Things to do:
a) Rewrite the stretch of the Silver Bullet review that opens with the words "Tragic child actor" and closes with "time to time.", putting "Martin" in place of "Marty".
b) Carry the Silver Bullet movie review forward with the paragraph that would come after its final sentence.

Text shown:
Tragic child actor Corey Haim plays Marty, who is confined to a wheelchair. Now, because this is a werewolf movie, you naturally assume that the title of Silver Bullet is about just that, a werewolf’s weakness. You’re correct, eventually.

It starts off as the name of Marty’s wheelchair which eventually becomes a motorcycle that his Uncle Red (Busey, huge surprise) builds for him. So, a story about a werewolf has a central character whose wheelchair turned motorcycle is called “Silver Bullet”. King has been accused of a lack of subtlety from time to time.

On the note of Gary Busey, I did check afterwards about the accident he suffered that caused him brain damage and wondered, if based on his style of playing an oft drunk yet affectionate Uncle if that was just his style or an offshoot of the accident. Couldn’t be, as it occurred in 1988 three years later. It so happened it was a motorcycle accident he went through and his Uncle Red here gives Marty a stern warning about being careful on the machine he builds for him. Oof.

Collected material:
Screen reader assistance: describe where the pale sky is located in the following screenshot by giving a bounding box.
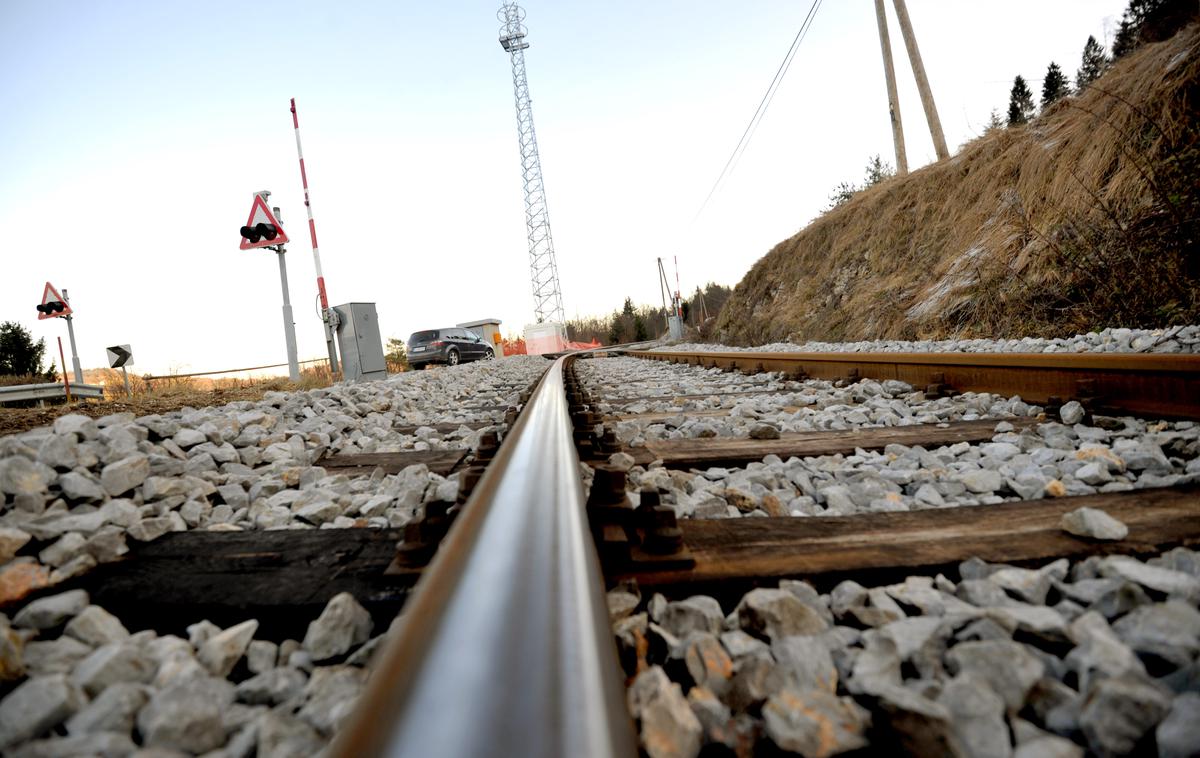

Written answers:
a)
Tragic child actor Corey Haim plays Martin, who is confined to a wheelchair. Now, because this is a werewolf movie, you naturally assume that the title of Silver Bullet is about just that, a werewolf’s weakness. You’re correct, eventually.

It starts off as the name of Martin’s wheelchair which eventually becomes a motorcycle that his Uncle Red (Busey, huge surprise) builds for him. So, a story about a werewolf has a central character whose wheelchair turned motorcycle is called “Silver Bullet”. King has been accused of a lack of subtlety from time to time.

b)
Other notable faces include an early appearance by John Loc….Terry O’Quinn as the town sheriff who of course remains skeptical of the claims that something more than human is preying on the town in increasingly frightening numbers. So much so, that vigilante search parties begin going against the Sheriff’s commands and he in return becomes helpless to stop it once one of the victim’s relatives, an aggrieved father, tells him what right he has to stop them from committing “personal justice”. I kept waiting for someone to say “vigilantism” or “vigilante” but it never happens. Just an observation about how the most expected description isn’t used here.

It soon becomes honestly an R-rated yet never excessive GooseBumps or supernatural Hardy Boys tale, considering it amounts to a brother and sister with their eventually convinced Uncle to solve a mystery. R-rated because ,what else, werewolf-inflicted violence and some of it can hit quite hard, especially when only seeing the aftermath.

One reason I decided to up and reveal the identity of the man whose a werewolf is because of how McGill appears in the movie. After a midnight rendezvous where Marty stupidly decides to try out the Silver Bullet at night in spite of the night-based terror on the loose, he of course confronts the werewolf at what appears to be a swamp walkway. It was that location that threw me off from thinking it was set in Maine when that looks like a location from down south like South Carolina’s Congaree. Gary Busey and his signature accent also helped with that confusion.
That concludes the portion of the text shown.